(Written request 1):
Rescale the rows that begin at the line containing "Task: mark the sidewalk" and end after the line containing "[[261, 133]]", both lines included. Give each of those rows again, requests included, with every point coordinate in the answers multiplied by 1.6 and rounded to a whole number, halves rounding up.

(Text to read):
§ §
JOURNEY INTO AN OBSESSION

De Waal’s poetically recounted journey is a revelation, as well: of the power of obsession and the lust for purity.

A lyrical melding of art history, memoir, and philosophical meditation.

Ceramic artist de Waal (The Hare with Amber Eyes: A Family's Century of Art and Loss, 2010, etc.) is obsessed with white porcelain, “thin as silver…white as driven snow,” a material so exceptional that it invites comparison to “smoke coiling up from a chimney, or from incense on an altar, or mist from a valley.” Porcelain gets its quality from two kinds of mineral: petunse, a fairly common stone, which yields amazing translucence and hardness; and the rarer kaolin, a soft, white earth that imparts plasticity. In short passages of allusive, radiant prose, the author chronicles his journeys in search of both the materials and the history of porcelain, discovering along the way men as obsessed as he. In 14th-century China, the Yongle emperor coveted porcelains of the purest white—“white as transcendence,” de Waal writes—with finely drawn decorations under a lucent glaze. In 17th-century France, Louis XIV built the Trianon de Porcelaine, filled with Delft imitations until a porcelain industry began in Rouen, Saint-Cloud, and Limoges. In early-18th-century Germany, Ehrenfried Walther von Tschirnhaus, “philosopher and mathematician and observer of how the world changes,” pursued his investigations in Dresden’s Goldhaus, a laboratory for natural philosophers and alchemists. In Cornwall, the Quaker William Cookworthy and the enterprising Wedgwoods perfected porcelain manufacture. Shockingly, in 1940, the Allach Porcelain Factory moved to Dachau, where inmates made figurines beloved by Nazis. Amassing a cache of kaolin, each with idiosyncratic properties, de Waal created an installation of 2,455 porcelain pots, glazed in white. For the author, white has mystical resonance: “White is truth; it is the glowing cloud on the horizon that shows the Lord is coming. White is wisdom….White brings us all into focus….It reveals. It is Revelation itself.”
§ §
(Given data):
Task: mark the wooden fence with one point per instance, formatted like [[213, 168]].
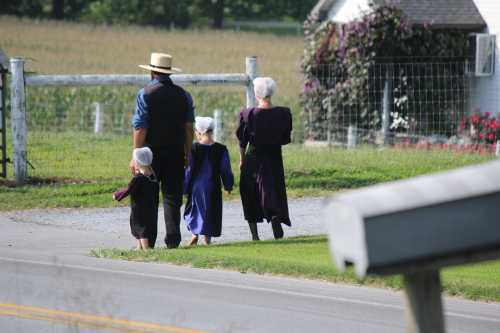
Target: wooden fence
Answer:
[[20, 81]]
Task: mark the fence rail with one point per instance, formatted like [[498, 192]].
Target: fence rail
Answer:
[[127, 80], [20, 82]]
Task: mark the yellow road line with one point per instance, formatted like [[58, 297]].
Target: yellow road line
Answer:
[[121, 325], [69, 322]]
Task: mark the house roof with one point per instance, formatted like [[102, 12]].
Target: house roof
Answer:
[[461, 14]]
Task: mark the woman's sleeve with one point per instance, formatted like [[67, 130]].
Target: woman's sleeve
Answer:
[[287, 134], [226, 172], [241, 131], [188, 174]]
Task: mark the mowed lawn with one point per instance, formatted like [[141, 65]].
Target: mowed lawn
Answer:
[[83, 170], [308, 257], [72, 48]]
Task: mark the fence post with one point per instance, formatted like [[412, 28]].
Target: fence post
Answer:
[[352, 135], [18, 117], [251, 71], [219, 125], [99, 117], [387, 103]]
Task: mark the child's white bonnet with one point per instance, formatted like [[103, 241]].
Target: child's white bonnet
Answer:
[[143, 156], [204, 124]]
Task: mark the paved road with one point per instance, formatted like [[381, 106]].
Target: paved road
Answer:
[[47, 284], [78, 230]]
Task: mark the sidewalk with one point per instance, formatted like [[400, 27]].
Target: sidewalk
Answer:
[[76, 231]]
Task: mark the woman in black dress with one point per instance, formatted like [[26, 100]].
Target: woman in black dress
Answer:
[[261, 133]]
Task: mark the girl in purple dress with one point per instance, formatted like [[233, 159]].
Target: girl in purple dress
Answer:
[[209, 169]]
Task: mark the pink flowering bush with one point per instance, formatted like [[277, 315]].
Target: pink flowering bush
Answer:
[[481, 127]]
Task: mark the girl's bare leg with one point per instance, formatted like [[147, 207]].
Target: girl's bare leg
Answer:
[[144, 243]]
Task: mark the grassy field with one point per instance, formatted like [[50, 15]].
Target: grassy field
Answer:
[[82, 170], [308, 257], [70, 48]]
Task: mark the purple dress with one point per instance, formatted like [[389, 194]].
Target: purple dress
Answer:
[[209, 168], [262, 132]]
§ §
(Written request 2):
In the text about white porcelain, translate this sentence into French: "Porcelain gets its quality from two kinds of mineral: petunse, a fairly common stone, which yields amazing translucence and hardness; and the rarer kaolin, a soft, white earth that imparts plasticity."

(Full response 1):
Task: mark the sidewalk with one point per instance, formatted like [[400, 27]].
Target: sidewalk
Answer:
[[122, 370]]
Task: mark the woman in black dress with one point per instance, formatted like [[26, 100]].
Target: woman in black dress
Answer:
[[418, 213]]

(Full response 2):
La porcelaine tient sa qualité de deux sortes de minéraux : le petunse, une pierre assez commune, qui procure une translucidité et une dureté étonnantes ; et le kaolin, plus rare, une terre blanche et tendre qui confère la plasticité.